Input material:
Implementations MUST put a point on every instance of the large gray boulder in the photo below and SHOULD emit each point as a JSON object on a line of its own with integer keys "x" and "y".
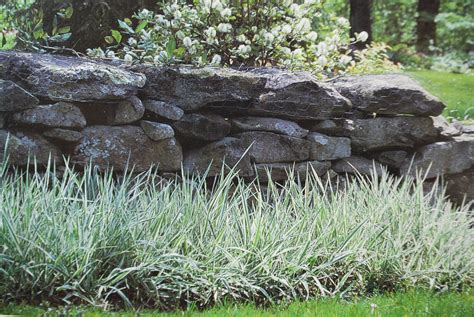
{"x": 207, "y": 127}
{"x": 442, "y": 158}
{"x": 163, "y": 109}
{"x": 267, "y": 147}
{"x": 64, "y": 78}
{"x": 275, "y": 125}
{"x": 15, "y": 98}
{"x": 324, "y": 148}
{"x": 392, "y": 133}
{"x": 228, "y": 153}
{"x": 118, "y": 147}
{"x": 281, "y": 171}
{"x": 59, "y": 115}
{"x": 27, "y": 148}
{"x": 389, "y": 94}
{"x": 267, "y": 92}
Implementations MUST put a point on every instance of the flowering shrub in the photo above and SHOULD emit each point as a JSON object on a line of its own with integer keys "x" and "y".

Work to complete: Copy every line of the records above verbatim, including each point, and leave out the pictures.

Answer to this task:
Implementations MUST put a point on every instance of the large gray boulder in the photo below and SHOULD emit each point as a JSON object on a line of its own with integer keys "x" and "y".
{"x": 207, "y": 127}
{"x": 442, "y": 158}
{"x": 163, "y": 109}
{"x": 267, "y": 147}
{"x": 64, "y": 78}
{"x": 275, "y": 125}
{"x": 15, "y": 98}
{"x": 324, "y": 148}
{"x": 392, "y": 133}
{"x": 228, "y": 153}
{"x": 118, "y": 147}
{"x": 281, "y": 171}
{"x": 59, "y": 115}
{"x": 27, "y": 148}
{"x": 389, "y": 94}
{"x": 267, "y": 92}
Implementations MUST put a point on every instance of the flowering shrub in the photo above and SHOULD emit each point as a JSON object on a line of its own with integer keys "x" and "y".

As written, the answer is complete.